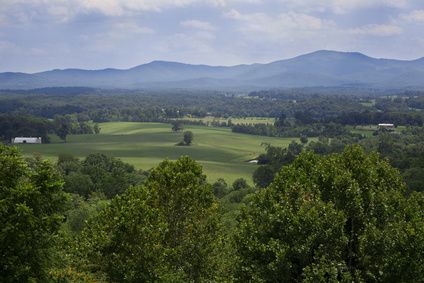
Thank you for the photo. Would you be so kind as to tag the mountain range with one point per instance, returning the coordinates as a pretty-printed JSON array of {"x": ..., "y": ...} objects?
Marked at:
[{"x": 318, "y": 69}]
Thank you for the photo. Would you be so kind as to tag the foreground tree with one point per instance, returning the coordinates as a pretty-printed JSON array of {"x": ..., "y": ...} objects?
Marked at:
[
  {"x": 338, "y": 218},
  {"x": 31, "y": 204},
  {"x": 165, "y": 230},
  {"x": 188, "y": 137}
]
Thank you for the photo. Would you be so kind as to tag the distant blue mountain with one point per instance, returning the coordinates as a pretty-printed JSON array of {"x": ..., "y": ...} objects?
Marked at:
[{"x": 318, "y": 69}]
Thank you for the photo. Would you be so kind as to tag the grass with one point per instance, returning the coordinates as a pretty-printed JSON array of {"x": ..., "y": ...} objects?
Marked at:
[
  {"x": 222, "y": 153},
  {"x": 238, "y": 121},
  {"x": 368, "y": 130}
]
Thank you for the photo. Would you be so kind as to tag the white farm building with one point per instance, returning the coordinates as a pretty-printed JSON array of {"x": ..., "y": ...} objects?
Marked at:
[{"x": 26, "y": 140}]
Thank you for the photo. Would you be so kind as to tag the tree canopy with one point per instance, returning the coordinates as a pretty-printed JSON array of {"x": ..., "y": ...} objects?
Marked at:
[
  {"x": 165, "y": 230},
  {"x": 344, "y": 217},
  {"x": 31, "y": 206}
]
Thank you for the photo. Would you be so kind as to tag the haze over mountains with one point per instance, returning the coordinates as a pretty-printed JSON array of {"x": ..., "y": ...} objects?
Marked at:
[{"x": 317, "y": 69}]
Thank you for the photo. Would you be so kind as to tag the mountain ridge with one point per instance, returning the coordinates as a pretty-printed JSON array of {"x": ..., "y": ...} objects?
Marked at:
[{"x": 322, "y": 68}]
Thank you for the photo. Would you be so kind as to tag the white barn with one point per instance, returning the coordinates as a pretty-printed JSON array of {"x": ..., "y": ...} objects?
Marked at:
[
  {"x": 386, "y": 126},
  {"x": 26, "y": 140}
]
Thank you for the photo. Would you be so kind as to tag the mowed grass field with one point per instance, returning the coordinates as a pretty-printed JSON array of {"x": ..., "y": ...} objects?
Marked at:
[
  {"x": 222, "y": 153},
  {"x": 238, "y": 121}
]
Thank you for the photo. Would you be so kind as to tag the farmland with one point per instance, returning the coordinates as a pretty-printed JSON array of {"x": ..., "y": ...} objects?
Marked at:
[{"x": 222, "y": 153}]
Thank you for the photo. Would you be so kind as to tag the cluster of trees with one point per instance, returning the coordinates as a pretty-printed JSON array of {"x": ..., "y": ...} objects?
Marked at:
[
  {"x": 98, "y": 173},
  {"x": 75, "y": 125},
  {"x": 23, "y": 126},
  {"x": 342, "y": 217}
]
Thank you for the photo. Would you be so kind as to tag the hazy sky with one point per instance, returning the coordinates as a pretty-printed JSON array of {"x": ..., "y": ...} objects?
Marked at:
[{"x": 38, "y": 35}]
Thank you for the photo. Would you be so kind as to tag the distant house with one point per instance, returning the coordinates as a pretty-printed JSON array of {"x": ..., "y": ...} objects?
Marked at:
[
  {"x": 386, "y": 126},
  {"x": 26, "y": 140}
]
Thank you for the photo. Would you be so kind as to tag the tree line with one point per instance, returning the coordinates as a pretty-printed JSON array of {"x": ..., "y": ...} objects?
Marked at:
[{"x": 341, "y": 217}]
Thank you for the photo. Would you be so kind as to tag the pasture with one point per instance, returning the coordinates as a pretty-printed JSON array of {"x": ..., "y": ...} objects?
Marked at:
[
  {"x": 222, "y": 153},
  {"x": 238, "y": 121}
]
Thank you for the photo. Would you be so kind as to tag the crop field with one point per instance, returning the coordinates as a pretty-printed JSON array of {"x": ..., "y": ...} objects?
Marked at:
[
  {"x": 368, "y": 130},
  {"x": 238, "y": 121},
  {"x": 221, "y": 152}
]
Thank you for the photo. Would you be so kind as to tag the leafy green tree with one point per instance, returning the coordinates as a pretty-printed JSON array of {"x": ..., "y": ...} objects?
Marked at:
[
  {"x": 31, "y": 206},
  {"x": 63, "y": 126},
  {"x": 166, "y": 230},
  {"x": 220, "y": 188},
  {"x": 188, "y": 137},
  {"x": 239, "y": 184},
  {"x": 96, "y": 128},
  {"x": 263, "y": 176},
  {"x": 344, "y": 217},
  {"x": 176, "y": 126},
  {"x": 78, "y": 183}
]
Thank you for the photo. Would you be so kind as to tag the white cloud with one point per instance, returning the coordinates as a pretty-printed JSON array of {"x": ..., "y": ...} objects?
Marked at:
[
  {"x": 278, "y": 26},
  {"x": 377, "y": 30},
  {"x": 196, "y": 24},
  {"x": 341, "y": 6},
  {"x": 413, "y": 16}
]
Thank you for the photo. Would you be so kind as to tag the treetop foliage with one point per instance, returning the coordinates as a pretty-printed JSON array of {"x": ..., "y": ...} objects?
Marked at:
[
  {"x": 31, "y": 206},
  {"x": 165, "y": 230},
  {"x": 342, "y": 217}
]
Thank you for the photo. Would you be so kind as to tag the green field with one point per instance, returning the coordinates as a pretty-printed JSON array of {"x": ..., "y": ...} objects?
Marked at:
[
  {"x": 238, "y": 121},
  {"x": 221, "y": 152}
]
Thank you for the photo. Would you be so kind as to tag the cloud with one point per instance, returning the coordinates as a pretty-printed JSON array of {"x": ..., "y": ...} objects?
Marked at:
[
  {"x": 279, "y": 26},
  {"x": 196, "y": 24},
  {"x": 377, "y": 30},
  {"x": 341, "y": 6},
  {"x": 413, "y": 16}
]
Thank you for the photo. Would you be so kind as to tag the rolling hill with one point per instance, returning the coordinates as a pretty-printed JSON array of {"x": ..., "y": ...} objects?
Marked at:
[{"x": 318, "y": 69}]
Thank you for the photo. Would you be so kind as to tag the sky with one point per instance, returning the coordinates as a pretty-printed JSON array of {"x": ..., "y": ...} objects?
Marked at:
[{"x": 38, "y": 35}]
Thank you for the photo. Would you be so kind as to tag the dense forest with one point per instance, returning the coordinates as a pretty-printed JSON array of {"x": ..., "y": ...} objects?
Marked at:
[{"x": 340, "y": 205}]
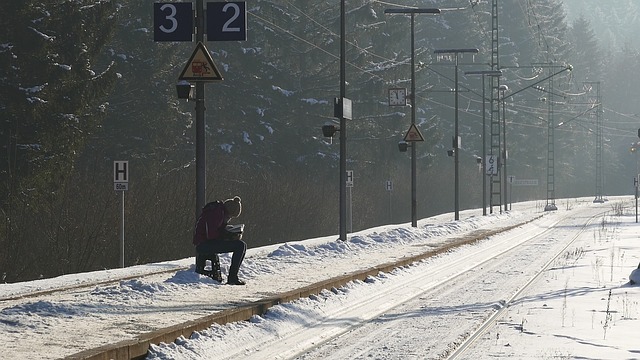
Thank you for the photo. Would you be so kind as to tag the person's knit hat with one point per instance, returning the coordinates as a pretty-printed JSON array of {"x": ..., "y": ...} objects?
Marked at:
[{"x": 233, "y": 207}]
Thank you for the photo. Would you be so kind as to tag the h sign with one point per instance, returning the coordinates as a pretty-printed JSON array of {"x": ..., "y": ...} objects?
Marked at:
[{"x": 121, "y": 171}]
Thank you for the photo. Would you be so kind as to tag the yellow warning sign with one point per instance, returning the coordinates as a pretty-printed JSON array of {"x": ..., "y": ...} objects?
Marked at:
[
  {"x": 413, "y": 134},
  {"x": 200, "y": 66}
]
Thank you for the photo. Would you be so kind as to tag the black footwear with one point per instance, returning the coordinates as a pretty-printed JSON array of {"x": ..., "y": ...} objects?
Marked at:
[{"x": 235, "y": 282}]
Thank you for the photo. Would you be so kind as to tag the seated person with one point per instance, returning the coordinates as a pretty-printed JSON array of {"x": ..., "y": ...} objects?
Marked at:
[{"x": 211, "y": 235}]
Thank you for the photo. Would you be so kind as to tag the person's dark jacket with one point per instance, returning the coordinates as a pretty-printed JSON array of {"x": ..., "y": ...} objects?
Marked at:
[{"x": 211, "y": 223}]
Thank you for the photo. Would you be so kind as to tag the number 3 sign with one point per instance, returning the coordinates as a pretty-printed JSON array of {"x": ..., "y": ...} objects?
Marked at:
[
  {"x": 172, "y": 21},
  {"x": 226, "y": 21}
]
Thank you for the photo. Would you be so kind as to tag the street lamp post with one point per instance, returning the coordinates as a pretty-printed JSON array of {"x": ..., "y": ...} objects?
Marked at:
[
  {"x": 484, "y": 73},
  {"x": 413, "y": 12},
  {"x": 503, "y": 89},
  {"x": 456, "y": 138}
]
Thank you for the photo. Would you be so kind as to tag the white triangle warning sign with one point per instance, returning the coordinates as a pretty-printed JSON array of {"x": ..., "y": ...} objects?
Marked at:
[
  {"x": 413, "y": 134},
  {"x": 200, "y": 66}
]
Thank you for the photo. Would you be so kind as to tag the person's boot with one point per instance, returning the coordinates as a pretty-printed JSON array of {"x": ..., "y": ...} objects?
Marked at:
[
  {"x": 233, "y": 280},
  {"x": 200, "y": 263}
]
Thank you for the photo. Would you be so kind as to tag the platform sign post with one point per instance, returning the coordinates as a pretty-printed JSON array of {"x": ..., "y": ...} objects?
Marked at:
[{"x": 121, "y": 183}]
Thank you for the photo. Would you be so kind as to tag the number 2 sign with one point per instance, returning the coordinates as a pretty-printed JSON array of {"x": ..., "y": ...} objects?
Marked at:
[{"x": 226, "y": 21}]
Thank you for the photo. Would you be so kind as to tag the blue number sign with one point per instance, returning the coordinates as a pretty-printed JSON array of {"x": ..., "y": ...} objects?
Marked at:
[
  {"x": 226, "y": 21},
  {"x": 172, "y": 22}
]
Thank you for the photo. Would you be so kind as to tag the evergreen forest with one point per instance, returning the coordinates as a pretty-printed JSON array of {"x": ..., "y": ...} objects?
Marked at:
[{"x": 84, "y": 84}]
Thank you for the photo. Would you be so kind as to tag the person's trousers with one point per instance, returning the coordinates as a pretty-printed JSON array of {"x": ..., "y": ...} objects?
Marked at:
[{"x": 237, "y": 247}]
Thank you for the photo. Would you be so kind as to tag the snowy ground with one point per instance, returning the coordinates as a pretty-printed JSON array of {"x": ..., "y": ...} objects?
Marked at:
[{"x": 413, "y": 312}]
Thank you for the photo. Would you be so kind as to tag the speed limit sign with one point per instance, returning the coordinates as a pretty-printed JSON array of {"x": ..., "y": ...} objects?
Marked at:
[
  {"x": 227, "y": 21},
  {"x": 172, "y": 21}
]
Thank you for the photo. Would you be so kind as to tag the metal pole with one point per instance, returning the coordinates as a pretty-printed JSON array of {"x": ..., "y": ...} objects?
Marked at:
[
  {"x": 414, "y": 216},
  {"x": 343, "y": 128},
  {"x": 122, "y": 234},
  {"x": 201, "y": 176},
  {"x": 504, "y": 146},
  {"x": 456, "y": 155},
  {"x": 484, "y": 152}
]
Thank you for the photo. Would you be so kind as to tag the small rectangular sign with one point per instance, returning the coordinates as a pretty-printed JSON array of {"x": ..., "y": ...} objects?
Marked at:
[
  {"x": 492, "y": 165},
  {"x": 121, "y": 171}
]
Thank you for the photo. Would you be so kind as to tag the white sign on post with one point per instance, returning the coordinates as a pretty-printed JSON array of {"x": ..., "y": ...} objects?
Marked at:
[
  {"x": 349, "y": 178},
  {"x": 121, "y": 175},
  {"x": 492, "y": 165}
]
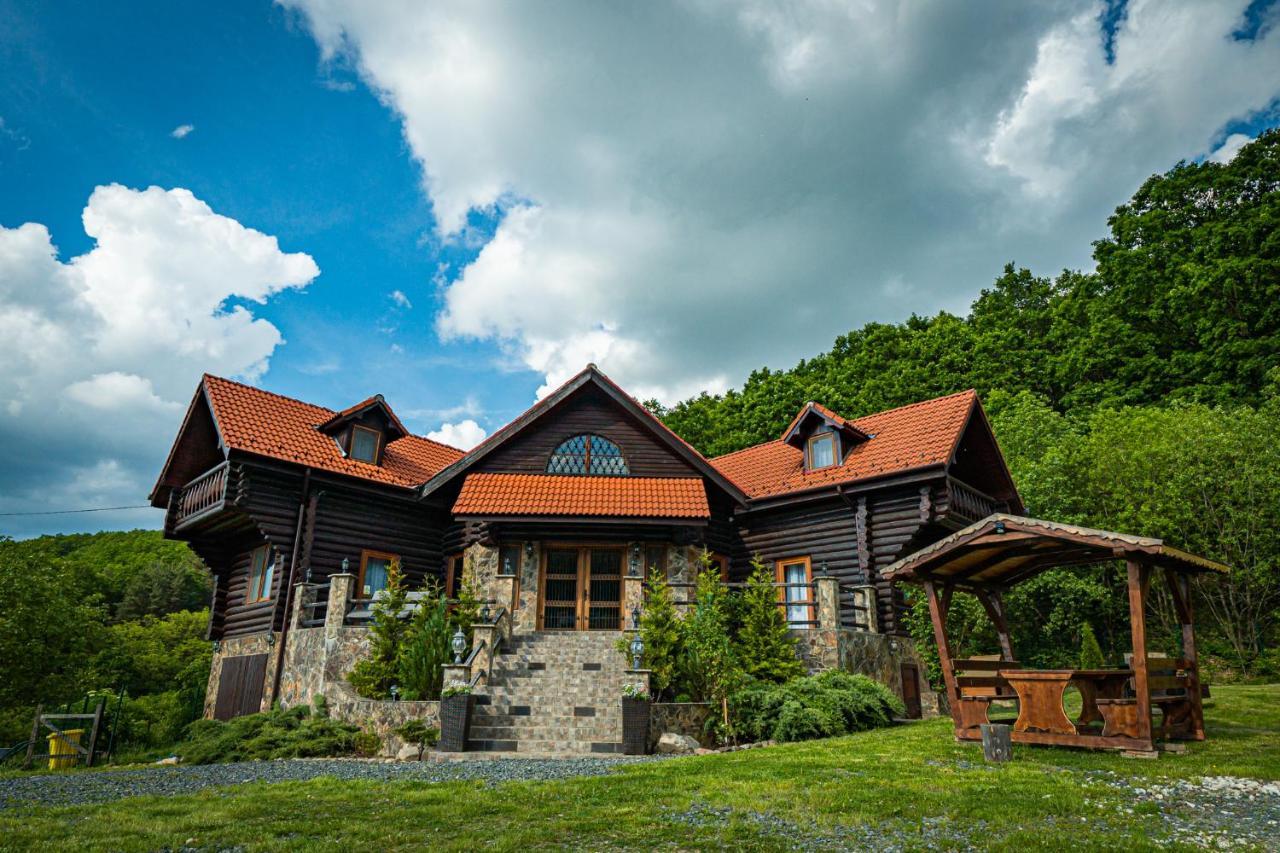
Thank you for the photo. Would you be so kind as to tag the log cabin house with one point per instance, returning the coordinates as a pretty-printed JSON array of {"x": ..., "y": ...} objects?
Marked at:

*The task*
Check the entries above line by line and return each one containing the word "white".

*Answer box*
Thank you for the photo. Would you be so kind as to tag the white farm building with one point per instance, returning the coordinates as a pretty-printed JSON array of {"x": ..., "y": ...} objects?
Thank you for the photo. Would you be so kind as to tag the white barn with one point per instance, returning the coordinates as a pretty-printed JSON array of {"x": ..., "y": ...} objects?
Thank you for the photo. Would you be so kind as to tag the white cloud with one point per instance, returning the coordinates as a pretty-printed JSON array of {"x": ..., "y": ...} objects?
Thank you for the photo. Would you be so kind as to tag the white triangle warning sign with one point per instance, returning the coordinates as a pretty-printed JSON array of {"x": ..., "y": ...} objects?
Thank you for the photo. Would you be so kind as to tag the white sign on post with one point per instance, returning the coordinates as a pretty-printed JSON array of {"x": ..., "y": ...} objects?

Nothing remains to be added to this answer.